→ **Assigned task**: Although the records contain pictures, only their text should be repeated, exactly as it stands.

[Excerpts from a dataset]
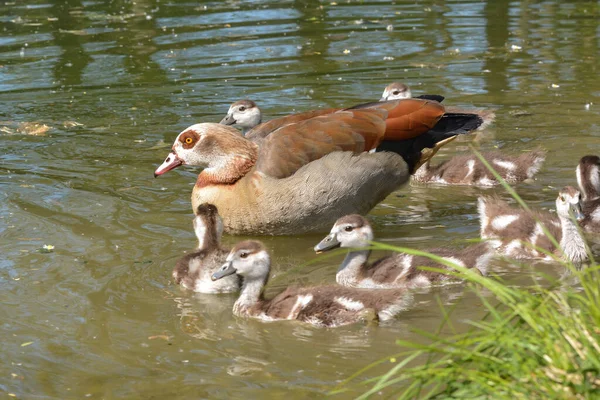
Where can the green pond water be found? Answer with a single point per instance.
(92, 95)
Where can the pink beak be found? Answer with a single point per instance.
(170, 163)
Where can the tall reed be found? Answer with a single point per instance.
(536, 342)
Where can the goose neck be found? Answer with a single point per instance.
(349, 271)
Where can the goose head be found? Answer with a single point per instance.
(349, 232)
(208, 145)
(208, 226)
(395, 91)
(568, 203)
(249, 259)
(244, 114)
(588, 177)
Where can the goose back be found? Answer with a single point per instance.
(193, 271)
(337, 184)
(331, 306)
(519, 233)
(469, 170)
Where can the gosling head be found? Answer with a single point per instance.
(395, 91)
(588, 176)
(349, 231)
(208, 226)
(207, 145)
(568, 203)
(244, 114)
(248, 259)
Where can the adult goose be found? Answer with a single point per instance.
(588, 178)
(327, 306)
(520, 233)
(304, 175)
(398, 270)
(399, 90)
(469, 170)
(194, 270)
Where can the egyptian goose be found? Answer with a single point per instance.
(194, 270)
(588, 178)
(520, 232)
(469, 170)
(304, 175)
(396, 271)
(244, 114)
(399, 90)
(327, 306)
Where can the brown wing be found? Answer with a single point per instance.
(289, 148)
(268, 127)
(409, 118)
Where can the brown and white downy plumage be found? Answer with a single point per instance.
(194, 271)
(327, 306)
(294, 177)
(399, 90)
(244, 114)
(469, 170)
(398, 270)
(588, 178)
(520, 232)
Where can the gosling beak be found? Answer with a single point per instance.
(228, 120)
(171, 162)
(226, 270)
(577, 211)
(329, 243)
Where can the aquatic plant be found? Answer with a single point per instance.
(536, 342)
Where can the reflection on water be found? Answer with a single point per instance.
(113, 83)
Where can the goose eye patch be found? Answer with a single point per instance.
(188, 139)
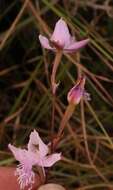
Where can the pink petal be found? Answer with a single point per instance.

→ **Answer to this problem**:
Where can the green pond water be found? Answer with a single point per instance.
(92, 95)
Where can the pink beak be found? Answer with a single point per instance.
(170, 163)
Where can the tall reed be found? Answer with a single point per instance.
(536, 342)
Where can the goose neck be found? Answer with a single point per instance.
(349, 271)
Where can the goose head be found? Answer with a single point per instance.
(349, 232)
(208, 145)
(208, 226)
(395, 91)
(568, 203)
(249, 259)
(244, 114)
(588, 177)
Where can the goose back be found? Answer with a single point per instance.
(193, 271)
(337, 184)
(331, 306)
(519, 233)
(469, 170)
Where can the gosling head be found? Answer with a single point per instance.
(395, 91)
(588, 176)
(349, 231)
(208, 226)
(207, 145)
(568, 203)
(244, 114)
(248, 259)
Where can the adult goose be found? Answer with a single point per instance.
(588, 178)
(327, 306)
(520, 233)
(304, 175)
(398, 270)
(399, 90)
(469, 170)
(194, 270)
Where can the egyptian goose be found? Answer with a single point per instance.
(194, 270)
(588, 178)
(520, 232)
(469, 170)
(304, 175)
(396, 271)
(244, 114)
(399, 90)
(327, 306)
Where can the brown wing be found? Answer with a single point per instance.
(289, 148)
(268, 127)
(409, 118)
Where can the brown and white downy plumage be found? Answer with a single point per instance.
(194, 271)
(327, 306)
(294, 177)
(399, 90)
(244, 114)
(469, 170)
(398, 270)
(588, 178)
(520, 232)
Where can the gosling beak be found? Answer with a single point per instance.
(228, 120)
(171, 162)
(226, 270)
(577, 211)
(329, 243)
Where can the aquatic plant be found? Answer with a single point per instance.
(536, 342)
Where can the reflection on water be found? Answer with a single point per instance.
(113, 83)
Where can the goose eye patch be found? Answer with a single point per instance.
(188, 139)
Where can the pink petal be found? Answer with a single point per instance.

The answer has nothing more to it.